▸ YOUR INSTRUCTIONS:
Look below for the line containing "Could you please indicate the white". Reproduce it and every line after it exactly, and nothing more.

Saved data entries:
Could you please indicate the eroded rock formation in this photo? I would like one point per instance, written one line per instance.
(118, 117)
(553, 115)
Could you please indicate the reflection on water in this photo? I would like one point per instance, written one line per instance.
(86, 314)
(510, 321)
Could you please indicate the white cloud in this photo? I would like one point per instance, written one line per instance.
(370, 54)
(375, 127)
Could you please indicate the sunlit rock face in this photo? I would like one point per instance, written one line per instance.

▸ RESULT FOR THIS TASK:
Could you please indicate the white cloud in this photo? I would like one point per instance, written one line per instance.
(370, 54)
(375, 127)
Could you please indicate the sunlit rock face in this photo? I would like one point per instance, written one line per instance.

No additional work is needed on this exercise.